WORK INSTRUCTIONS: Count how many lines of the material contain the word "dark", treating uppercase and lowercase letters as different. Give only the number.

TASK INPUTS:
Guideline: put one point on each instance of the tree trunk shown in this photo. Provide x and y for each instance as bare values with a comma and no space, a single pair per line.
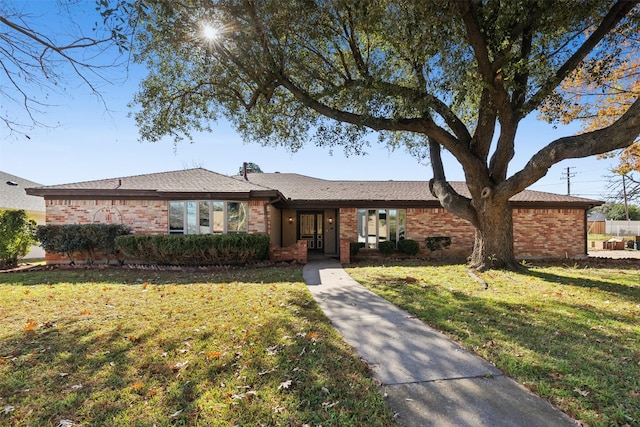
493,246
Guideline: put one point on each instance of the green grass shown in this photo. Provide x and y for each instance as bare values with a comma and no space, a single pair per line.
122,347
570,334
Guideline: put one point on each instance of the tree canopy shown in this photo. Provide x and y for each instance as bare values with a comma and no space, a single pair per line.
425,75
37,60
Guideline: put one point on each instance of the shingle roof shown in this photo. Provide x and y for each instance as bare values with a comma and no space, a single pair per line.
293,187
197,180
14,196
304,188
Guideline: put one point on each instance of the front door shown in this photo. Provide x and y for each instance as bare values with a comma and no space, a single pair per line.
310,229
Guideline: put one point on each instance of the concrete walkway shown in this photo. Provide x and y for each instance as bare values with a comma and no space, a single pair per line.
428,379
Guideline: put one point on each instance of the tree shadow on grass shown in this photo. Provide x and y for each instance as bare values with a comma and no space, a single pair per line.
583,358
628,290
278,362
110,275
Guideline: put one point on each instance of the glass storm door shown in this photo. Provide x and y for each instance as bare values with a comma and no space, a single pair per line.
311,230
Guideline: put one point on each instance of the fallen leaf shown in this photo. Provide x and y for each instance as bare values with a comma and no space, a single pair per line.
179,365
581,392
175,414
30,326
285,384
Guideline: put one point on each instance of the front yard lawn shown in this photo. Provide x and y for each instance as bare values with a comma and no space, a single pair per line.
569,333
118,347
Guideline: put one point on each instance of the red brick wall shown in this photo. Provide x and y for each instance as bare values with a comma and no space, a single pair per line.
143,216
538,233
557,233
348,224
297,252
428,222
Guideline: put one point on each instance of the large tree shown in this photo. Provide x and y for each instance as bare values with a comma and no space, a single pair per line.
427,75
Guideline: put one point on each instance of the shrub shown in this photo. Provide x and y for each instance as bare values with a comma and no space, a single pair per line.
354,248
387,247
435,243
208,249
88,239
17,234
408,246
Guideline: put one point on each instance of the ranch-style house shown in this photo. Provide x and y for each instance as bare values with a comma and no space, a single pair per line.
302,214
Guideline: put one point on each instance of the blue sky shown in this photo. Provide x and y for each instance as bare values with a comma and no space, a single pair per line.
87,142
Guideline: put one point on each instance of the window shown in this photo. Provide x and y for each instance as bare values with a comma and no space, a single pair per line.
207,217
379,225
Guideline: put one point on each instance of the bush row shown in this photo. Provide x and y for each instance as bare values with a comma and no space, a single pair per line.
209,249
87,239
405,246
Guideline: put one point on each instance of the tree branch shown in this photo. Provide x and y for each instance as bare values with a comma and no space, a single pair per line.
620,134
613,18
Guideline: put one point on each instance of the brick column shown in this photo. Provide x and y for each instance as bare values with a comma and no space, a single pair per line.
345,251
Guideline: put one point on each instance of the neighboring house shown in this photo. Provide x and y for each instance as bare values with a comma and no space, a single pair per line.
596,222
13,196
299,212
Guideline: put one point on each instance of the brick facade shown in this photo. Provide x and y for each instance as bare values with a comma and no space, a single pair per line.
538,233
143,216
549,233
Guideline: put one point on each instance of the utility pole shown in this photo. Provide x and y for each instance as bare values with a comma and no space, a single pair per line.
624,192
568,174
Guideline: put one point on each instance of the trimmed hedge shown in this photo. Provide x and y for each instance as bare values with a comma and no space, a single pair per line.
88,239
409,247
387,247
207,249
435,243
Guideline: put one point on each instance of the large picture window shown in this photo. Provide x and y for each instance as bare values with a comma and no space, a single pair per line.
379,225
207,217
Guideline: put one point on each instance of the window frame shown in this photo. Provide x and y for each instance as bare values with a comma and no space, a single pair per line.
192,216
372,223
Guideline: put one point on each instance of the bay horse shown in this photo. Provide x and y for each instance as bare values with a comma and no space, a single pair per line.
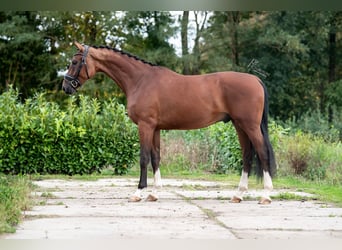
161,99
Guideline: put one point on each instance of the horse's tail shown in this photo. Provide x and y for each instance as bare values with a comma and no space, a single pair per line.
268,147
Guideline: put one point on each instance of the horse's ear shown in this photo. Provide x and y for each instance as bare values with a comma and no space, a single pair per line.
78,45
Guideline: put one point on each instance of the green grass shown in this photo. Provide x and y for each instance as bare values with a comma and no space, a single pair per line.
14,197
324,191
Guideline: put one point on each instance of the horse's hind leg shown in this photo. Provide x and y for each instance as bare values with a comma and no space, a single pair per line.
146,132
247,154
155,159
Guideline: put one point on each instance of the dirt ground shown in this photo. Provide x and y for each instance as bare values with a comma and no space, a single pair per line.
71,209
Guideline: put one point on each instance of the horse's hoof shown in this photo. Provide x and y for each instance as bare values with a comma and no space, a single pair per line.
265,201
236,199
134,198
152,197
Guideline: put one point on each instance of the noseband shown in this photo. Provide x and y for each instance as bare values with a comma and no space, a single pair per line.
73,80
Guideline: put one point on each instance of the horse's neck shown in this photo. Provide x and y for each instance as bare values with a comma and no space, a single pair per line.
125,71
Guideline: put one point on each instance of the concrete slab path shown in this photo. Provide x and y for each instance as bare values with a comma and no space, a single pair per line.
187,209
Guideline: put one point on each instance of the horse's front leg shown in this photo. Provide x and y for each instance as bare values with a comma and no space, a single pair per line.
155,159
146,137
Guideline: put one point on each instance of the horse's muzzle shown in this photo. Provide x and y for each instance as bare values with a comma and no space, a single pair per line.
68,88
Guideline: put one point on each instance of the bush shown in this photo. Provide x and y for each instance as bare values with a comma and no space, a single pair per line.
215,148
38,137
311,157
14,197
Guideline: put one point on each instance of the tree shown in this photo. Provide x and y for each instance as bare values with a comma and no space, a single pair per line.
25,60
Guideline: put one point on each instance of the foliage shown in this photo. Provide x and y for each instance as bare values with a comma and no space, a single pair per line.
14,197
297,53
215,148
310,156
38,137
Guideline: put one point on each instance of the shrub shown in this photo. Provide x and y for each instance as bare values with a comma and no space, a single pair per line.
14,197
311,157
38,137
215,148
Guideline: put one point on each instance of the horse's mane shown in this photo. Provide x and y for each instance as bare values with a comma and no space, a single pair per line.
124,53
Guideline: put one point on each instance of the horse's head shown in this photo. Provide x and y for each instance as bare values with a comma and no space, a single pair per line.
78,71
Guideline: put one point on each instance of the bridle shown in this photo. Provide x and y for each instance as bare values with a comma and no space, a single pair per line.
73,80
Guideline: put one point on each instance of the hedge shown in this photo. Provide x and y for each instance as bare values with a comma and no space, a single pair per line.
38,136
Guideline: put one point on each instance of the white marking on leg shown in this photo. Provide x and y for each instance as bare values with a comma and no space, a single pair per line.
268,187
136,196
157,179
243,187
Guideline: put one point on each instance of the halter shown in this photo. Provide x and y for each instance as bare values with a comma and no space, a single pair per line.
73,80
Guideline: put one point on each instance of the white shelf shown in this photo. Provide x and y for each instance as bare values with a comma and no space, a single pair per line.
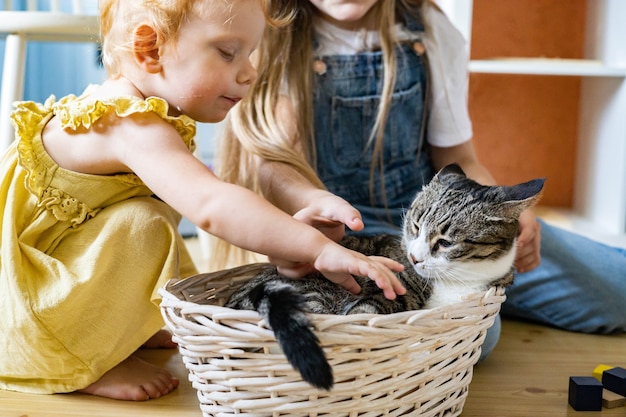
545,66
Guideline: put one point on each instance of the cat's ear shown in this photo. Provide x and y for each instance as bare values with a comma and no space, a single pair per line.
452,169
522,196
450,174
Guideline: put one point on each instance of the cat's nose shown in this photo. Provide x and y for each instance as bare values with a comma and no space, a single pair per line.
415,261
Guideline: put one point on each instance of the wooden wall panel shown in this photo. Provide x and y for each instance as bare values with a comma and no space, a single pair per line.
526,126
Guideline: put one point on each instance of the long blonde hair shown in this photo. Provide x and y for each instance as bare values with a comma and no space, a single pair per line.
285,67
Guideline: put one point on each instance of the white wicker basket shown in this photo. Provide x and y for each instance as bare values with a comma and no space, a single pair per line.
415,363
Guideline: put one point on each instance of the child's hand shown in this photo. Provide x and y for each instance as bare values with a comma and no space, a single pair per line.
338,264
528,256
330,214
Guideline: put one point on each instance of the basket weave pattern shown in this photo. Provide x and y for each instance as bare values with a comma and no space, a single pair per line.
415,363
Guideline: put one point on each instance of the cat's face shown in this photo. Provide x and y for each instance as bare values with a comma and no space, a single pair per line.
458,230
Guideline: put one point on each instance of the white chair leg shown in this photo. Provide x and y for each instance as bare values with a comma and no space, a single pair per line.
12,85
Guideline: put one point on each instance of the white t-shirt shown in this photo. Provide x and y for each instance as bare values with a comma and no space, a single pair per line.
449,123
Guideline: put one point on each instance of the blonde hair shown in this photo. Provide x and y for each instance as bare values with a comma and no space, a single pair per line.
120,18
285,66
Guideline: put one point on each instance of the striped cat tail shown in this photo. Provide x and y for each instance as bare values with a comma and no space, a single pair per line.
283,307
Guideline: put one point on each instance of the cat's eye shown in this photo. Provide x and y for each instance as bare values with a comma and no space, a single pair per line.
442,243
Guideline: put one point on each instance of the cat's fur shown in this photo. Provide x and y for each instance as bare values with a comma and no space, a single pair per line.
458,239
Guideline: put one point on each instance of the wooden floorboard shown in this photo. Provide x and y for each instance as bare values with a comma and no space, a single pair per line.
526,376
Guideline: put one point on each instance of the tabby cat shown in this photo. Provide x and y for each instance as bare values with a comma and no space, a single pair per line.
458,239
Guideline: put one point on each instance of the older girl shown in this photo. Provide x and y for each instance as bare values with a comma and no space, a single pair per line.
370,101
93,185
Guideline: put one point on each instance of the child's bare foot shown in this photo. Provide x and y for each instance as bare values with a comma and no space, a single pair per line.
133,380
160,340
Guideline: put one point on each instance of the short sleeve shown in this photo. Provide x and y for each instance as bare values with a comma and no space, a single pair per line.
449,123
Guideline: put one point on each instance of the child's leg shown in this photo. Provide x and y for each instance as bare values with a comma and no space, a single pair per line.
86,299
579,286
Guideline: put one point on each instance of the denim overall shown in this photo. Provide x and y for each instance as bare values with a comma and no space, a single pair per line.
580,284
346,99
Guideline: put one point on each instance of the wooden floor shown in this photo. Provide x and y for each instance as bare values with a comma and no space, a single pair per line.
526,376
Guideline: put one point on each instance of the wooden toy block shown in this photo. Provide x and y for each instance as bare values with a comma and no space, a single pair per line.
615,380
612,400
597,372
585,393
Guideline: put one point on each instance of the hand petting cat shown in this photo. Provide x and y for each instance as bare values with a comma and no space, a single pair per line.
528,256
329,214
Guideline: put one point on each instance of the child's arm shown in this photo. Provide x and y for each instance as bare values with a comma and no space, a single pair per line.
153,150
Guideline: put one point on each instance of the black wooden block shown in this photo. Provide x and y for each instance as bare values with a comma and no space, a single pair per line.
615,380
585,393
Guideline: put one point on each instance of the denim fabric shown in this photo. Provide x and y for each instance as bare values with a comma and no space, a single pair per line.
347,96
580,285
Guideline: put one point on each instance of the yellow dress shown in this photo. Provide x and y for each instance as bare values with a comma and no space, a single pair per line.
81,256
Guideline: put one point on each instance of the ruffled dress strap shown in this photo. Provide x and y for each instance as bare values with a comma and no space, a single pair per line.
64,200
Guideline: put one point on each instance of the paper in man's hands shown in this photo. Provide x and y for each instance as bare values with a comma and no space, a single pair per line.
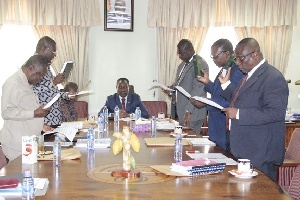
80,93
202,99
52,101
156,84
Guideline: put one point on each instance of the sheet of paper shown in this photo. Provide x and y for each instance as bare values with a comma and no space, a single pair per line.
202,99
217,157
185,93
80,93
156,84
208,102
52,101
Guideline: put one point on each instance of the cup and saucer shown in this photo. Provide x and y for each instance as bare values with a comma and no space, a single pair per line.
245,169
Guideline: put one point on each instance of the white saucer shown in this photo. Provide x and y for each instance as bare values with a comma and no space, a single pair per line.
174,134
243,175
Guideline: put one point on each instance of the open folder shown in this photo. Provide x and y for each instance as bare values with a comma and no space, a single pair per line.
202,99
66,69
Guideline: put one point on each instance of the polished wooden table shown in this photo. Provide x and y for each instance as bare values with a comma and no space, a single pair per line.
70,181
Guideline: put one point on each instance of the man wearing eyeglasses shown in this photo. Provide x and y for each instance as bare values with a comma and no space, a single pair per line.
258,112
222,55
189,115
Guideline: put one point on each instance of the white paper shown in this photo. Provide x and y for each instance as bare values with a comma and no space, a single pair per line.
217,157
185,93
202,99
207,101
52,101
156,84
80,93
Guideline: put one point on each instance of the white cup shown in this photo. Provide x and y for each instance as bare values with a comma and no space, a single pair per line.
244,165
161,115
178,130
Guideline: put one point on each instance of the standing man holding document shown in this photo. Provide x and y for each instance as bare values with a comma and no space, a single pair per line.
189,114
258,110
222,55
20,108
48,88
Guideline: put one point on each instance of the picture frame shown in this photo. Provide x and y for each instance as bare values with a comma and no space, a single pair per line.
118,15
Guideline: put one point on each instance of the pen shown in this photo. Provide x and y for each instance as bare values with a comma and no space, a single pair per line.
192,152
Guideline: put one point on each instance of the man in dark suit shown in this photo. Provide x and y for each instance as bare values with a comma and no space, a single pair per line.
222,55
258,111
127,102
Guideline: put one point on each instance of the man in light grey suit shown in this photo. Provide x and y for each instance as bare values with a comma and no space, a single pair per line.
186,77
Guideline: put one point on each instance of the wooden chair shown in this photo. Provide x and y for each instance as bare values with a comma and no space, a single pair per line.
82,109
154,107
291,161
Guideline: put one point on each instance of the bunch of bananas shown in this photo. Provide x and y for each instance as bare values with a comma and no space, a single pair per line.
121,139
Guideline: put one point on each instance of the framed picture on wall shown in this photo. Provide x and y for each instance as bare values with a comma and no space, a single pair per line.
118,15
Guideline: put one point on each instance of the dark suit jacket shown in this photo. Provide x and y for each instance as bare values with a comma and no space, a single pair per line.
217,118
133,101
259,133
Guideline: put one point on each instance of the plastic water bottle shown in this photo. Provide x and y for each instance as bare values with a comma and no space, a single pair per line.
116,114
116,118
153,127
90,136
101,122
56,151
105,113
178,148
138,113
27,186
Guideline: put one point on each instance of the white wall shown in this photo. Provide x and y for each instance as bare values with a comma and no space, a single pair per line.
114,54
293,71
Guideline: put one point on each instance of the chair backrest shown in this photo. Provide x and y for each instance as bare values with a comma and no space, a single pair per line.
82,109
154,107
293,150
294,189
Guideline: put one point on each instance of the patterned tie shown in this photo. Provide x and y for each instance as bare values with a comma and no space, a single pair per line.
238,90
123,104
234,98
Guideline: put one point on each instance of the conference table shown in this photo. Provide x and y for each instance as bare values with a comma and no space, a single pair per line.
87,178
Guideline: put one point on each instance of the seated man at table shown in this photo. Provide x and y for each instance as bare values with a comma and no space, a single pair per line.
127,102
20,108
67,106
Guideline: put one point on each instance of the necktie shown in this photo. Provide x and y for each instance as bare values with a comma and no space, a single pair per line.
238,90
123,104
234,98
181,72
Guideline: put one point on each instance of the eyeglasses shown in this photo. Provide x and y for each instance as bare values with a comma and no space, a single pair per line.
241,58
54,52
215,57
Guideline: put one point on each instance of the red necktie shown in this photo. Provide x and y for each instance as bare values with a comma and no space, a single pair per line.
123,104
234,98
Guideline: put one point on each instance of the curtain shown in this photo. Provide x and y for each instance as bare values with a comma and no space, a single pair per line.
71,44
275,43
236,13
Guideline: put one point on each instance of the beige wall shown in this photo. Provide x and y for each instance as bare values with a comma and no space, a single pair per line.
133,55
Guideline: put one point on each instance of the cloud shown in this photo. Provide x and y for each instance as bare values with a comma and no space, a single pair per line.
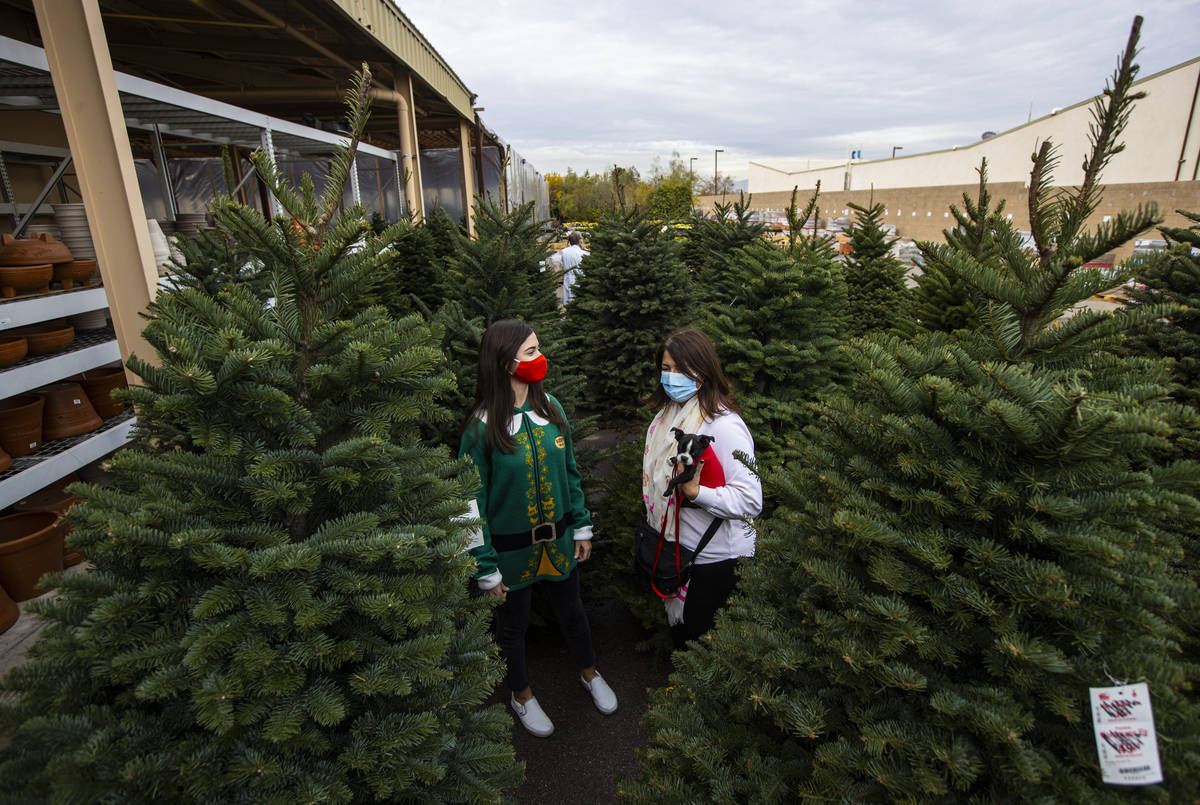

WORKED ANSWER: 2